# Task description
Once the line containing "Exercise. For every instance of the chair backrest" is reached in the listing below, reproduce it and all later lines through the final one exactly, but omit any pictures.

# Study material
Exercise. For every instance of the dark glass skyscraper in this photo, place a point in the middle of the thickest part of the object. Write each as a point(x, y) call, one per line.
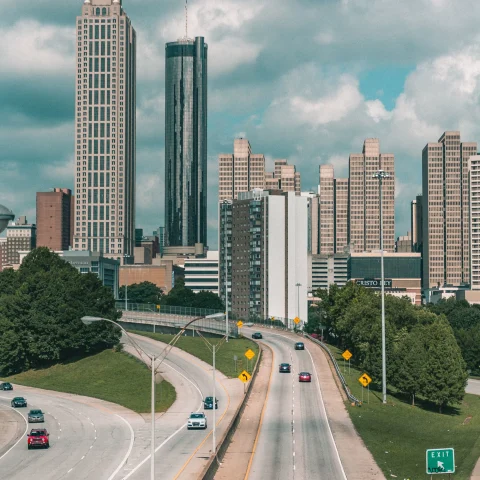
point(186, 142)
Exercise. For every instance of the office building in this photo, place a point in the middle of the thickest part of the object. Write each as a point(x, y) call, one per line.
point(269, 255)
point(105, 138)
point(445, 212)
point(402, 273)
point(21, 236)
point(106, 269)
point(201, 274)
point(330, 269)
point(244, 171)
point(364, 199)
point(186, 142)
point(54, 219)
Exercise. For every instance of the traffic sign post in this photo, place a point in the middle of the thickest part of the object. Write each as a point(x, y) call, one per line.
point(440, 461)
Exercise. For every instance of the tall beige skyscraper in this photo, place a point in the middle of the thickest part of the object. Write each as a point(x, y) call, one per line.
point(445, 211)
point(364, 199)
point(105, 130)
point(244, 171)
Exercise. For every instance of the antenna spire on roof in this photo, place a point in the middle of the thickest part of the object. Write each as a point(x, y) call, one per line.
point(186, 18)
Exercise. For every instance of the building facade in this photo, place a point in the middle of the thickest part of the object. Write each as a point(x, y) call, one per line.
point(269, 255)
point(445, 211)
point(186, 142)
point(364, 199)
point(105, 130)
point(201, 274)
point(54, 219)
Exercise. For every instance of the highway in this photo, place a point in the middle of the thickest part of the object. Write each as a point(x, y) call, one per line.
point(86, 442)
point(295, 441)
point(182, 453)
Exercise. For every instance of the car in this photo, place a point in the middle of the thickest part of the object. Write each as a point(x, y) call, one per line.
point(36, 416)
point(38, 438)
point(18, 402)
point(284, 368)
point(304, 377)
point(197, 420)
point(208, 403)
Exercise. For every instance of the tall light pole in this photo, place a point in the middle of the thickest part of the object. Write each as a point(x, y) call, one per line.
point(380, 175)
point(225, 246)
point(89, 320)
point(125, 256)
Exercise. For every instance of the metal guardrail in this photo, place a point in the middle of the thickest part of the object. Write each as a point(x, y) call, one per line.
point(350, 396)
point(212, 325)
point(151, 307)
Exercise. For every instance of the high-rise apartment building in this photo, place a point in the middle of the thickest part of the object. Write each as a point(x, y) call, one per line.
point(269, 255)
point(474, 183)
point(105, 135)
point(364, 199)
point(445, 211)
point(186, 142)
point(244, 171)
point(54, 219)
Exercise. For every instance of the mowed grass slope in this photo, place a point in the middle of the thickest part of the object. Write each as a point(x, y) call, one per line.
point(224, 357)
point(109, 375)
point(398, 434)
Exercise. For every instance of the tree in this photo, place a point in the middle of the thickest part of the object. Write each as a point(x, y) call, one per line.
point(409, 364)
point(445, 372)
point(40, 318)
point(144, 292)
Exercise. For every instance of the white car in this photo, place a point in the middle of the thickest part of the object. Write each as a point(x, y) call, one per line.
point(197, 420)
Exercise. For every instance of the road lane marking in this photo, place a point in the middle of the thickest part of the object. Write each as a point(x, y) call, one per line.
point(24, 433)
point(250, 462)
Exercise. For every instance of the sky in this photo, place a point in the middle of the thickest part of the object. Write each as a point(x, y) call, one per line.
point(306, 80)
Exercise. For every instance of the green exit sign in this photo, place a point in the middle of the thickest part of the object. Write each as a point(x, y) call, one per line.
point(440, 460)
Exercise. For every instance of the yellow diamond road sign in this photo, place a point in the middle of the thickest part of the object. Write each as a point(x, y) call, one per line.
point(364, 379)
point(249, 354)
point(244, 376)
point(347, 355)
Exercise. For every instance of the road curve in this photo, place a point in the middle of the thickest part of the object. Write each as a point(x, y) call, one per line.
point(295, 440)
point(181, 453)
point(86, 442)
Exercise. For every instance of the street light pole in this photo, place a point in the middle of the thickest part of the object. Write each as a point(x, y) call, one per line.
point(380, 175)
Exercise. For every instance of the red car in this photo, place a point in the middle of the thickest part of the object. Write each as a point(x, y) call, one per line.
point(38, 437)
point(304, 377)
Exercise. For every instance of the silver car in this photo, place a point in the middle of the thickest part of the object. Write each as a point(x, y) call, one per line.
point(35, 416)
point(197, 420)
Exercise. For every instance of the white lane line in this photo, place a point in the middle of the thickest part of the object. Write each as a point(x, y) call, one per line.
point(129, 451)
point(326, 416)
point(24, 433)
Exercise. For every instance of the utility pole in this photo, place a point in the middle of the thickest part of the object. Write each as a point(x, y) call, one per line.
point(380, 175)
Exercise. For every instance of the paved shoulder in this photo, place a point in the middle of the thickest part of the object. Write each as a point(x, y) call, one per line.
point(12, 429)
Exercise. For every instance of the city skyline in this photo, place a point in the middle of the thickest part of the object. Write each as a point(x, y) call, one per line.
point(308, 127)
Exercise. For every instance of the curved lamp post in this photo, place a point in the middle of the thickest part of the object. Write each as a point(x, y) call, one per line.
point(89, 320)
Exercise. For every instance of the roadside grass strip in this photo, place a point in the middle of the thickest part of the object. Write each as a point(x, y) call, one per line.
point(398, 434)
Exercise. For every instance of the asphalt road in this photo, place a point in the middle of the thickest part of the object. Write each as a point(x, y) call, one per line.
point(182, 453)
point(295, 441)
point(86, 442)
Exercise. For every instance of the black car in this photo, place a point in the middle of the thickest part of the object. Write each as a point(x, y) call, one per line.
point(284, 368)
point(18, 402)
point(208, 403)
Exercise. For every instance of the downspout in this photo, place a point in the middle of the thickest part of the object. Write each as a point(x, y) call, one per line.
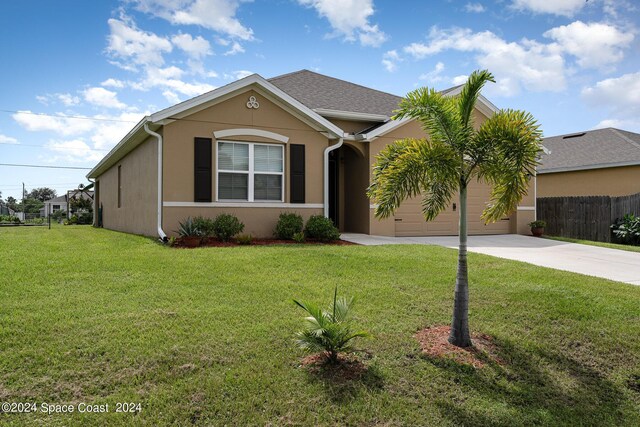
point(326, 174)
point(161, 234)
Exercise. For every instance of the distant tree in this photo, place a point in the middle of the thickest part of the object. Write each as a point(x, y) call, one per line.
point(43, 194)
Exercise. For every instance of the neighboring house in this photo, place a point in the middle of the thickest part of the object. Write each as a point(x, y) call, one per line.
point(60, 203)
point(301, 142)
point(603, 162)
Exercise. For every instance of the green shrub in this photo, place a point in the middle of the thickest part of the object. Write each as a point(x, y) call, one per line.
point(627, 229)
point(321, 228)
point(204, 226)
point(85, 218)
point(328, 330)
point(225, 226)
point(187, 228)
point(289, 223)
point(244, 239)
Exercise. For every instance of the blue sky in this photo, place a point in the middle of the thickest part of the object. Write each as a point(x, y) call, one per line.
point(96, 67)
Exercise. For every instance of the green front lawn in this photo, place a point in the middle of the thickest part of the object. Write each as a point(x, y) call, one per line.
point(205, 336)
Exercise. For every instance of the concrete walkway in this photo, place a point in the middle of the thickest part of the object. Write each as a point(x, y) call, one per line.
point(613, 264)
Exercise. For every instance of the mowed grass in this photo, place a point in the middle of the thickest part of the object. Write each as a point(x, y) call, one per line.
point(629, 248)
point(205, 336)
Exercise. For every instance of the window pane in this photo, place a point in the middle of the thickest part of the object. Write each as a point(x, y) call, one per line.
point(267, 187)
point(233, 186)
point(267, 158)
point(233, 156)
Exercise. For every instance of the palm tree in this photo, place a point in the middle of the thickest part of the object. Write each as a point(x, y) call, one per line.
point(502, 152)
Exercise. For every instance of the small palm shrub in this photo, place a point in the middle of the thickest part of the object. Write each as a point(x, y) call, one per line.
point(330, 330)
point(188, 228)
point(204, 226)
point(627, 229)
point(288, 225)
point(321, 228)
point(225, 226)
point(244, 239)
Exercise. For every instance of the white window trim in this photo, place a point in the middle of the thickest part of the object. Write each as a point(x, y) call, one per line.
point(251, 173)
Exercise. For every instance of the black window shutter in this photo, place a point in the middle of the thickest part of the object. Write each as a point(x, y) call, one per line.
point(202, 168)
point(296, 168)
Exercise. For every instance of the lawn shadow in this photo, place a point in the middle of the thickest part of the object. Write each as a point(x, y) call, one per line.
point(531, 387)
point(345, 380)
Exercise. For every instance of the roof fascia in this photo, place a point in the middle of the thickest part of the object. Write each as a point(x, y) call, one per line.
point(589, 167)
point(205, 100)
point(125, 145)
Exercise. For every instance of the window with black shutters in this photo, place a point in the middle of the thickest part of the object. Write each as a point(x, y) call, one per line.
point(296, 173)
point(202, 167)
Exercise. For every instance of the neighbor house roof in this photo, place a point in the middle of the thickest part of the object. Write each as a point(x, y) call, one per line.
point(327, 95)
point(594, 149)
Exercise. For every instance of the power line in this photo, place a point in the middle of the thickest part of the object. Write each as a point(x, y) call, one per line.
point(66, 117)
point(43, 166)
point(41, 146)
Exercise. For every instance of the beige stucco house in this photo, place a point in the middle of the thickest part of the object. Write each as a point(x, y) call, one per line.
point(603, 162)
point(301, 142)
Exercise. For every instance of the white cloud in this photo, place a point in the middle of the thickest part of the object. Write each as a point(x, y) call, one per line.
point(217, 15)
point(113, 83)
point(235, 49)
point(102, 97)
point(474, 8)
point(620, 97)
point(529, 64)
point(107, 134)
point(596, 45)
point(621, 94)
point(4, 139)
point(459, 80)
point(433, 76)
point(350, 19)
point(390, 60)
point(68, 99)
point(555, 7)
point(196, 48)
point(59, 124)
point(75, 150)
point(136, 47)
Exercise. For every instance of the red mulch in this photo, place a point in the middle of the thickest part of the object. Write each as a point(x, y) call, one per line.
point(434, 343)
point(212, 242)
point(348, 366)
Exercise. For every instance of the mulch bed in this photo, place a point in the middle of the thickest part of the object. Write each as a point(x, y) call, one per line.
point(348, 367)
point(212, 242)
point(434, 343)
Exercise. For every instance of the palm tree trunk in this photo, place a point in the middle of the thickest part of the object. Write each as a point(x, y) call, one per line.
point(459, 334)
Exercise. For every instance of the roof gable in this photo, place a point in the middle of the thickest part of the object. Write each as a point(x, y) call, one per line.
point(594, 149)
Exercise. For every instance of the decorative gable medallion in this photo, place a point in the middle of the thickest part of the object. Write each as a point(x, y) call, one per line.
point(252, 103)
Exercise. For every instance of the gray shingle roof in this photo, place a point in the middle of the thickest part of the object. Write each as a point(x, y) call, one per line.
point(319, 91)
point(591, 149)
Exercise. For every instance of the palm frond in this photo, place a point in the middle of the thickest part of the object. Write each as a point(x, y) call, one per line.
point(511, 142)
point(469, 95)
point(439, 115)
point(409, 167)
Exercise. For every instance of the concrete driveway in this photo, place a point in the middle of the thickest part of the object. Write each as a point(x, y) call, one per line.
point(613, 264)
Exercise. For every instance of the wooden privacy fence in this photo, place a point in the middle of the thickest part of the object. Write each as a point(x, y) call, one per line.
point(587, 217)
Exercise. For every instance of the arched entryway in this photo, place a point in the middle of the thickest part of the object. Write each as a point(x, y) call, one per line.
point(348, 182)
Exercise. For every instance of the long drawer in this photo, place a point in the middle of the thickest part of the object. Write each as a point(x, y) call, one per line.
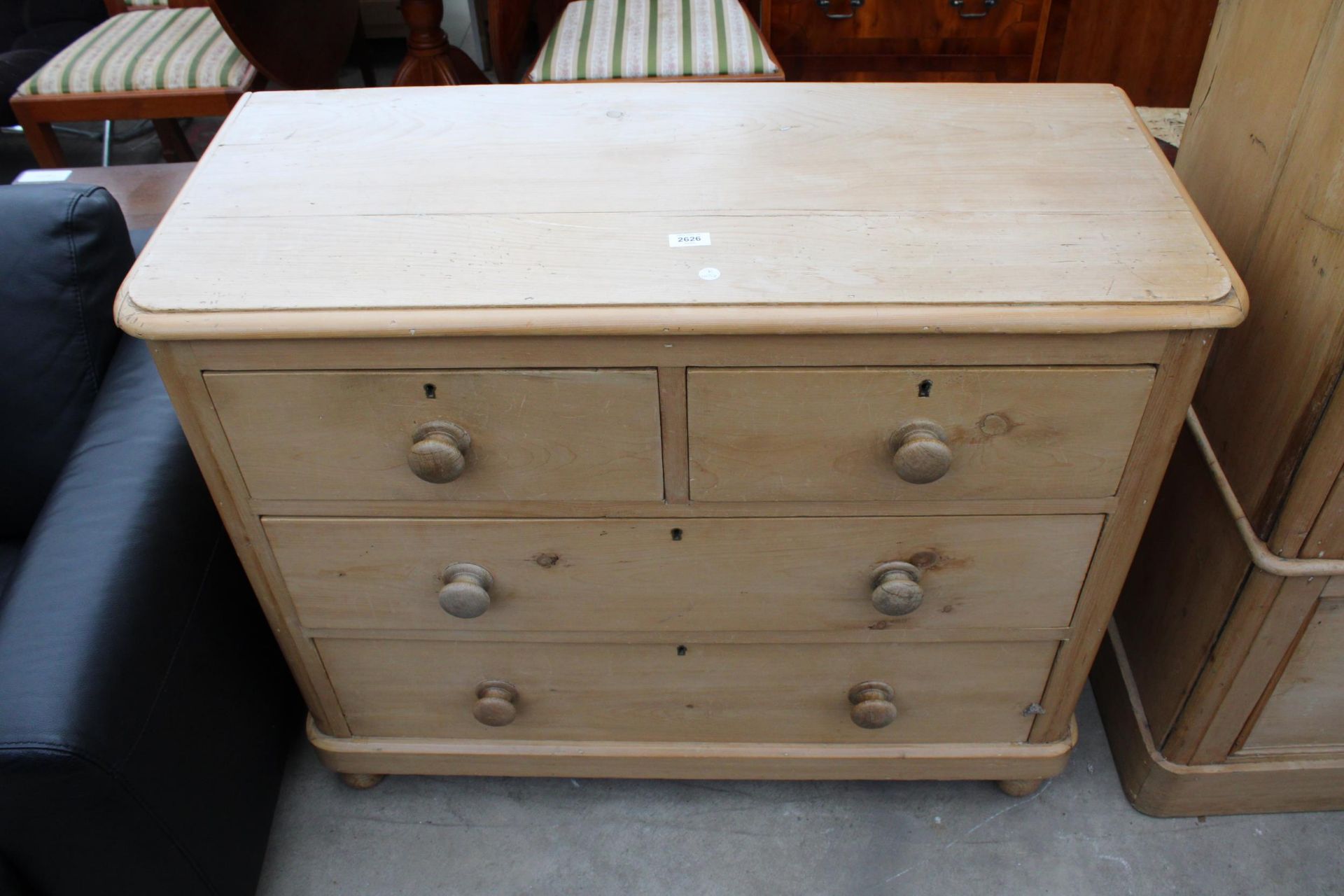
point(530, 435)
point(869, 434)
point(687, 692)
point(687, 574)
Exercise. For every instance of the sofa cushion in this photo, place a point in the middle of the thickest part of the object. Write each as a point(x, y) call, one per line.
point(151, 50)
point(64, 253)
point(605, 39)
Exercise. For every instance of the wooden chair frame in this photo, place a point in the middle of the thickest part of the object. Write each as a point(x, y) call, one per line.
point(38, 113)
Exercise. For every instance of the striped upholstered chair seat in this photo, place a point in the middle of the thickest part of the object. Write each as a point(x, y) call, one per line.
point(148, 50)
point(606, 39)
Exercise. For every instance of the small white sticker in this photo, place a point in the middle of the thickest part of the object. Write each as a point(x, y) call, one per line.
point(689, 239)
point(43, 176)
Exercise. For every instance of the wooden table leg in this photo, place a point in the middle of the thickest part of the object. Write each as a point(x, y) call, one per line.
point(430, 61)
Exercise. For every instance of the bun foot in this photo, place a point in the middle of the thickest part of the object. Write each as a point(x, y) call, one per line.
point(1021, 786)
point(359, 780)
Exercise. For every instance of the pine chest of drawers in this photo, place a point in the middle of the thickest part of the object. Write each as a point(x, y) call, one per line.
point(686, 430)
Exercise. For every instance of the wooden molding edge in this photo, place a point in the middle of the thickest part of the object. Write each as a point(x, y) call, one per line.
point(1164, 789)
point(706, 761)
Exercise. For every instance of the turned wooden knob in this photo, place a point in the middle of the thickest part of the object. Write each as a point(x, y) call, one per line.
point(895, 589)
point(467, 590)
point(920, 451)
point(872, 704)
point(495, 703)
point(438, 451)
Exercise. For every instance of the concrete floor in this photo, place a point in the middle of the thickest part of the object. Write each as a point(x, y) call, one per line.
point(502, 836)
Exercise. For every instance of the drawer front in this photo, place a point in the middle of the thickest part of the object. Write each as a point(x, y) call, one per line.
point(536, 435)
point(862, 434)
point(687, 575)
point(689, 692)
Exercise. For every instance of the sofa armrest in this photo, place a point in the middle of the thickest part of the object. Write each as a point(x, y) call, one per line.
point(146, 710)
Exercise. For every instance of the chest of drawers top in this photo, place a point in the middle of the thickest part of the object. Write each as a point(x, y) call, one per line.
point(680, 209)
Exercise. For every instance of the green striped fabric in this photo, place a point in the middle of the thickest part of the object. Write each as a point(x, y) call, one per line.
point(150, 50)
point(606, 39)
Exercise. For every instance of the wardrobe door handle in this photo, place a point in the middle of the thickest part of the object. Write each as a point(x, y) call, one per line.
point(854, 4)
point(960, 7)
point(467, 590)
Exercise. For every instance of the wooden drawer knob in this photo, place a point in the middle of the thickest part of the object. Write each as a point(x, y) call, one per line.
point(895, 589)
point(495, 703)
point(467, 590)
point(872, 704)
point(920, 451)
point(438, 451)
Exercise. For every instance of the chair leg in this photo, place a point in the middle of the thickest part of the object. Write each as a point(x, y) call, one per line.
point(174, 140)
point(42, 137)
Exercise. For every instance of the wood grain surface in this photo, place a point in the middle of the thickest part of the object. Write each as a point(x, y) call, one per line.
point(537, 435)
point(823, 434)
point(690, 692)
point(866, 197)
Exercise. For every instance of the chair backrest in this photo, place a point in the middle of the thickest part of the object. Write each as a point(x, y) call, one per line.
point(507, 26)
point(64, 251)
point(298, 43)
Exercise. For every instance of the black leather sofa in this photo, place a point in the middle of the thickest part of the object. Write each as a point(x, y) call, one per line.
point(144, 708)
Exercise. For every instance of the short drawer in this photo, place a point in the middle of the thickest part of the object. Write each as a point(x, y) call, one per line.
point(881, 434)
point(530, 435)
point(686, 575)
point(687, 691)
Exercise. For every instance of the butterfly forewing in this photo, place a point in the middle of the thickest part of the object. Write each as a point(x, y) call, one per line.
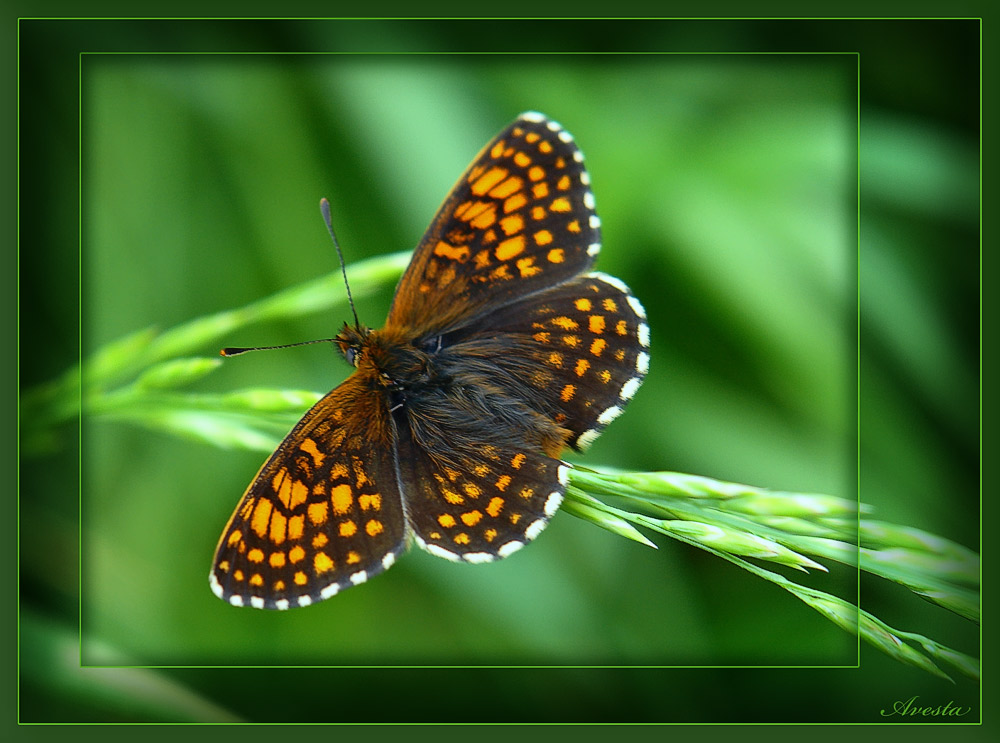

# Answer section
Exercise. For every instance of the chair backrest in this photo, place a point in the middle of the thickest part of the object. Write each as a point(x, y) call, one per line.
point(507, 26)
point(64, 251)
point(298, 43)
Exercise. For every instance of the black leather sofa in this photo, place a point in the middle of the thickest part of the object. Write each as a point(x, y) call, one per line.
point(144, 708)
Exercise. For every instance of the short drawer in this photo, place a point in the middle of the thickest part of the object. Write each as a point(x, y) call, one per line.
point(881, 434)
point(530, 435)
point(686, 575)
point(687, 691)
Exercise. For every instance of the butterfly forewing in this photo, place a point in the middle of the thickest part of the object. Write each as a point(x, y) call, one per line.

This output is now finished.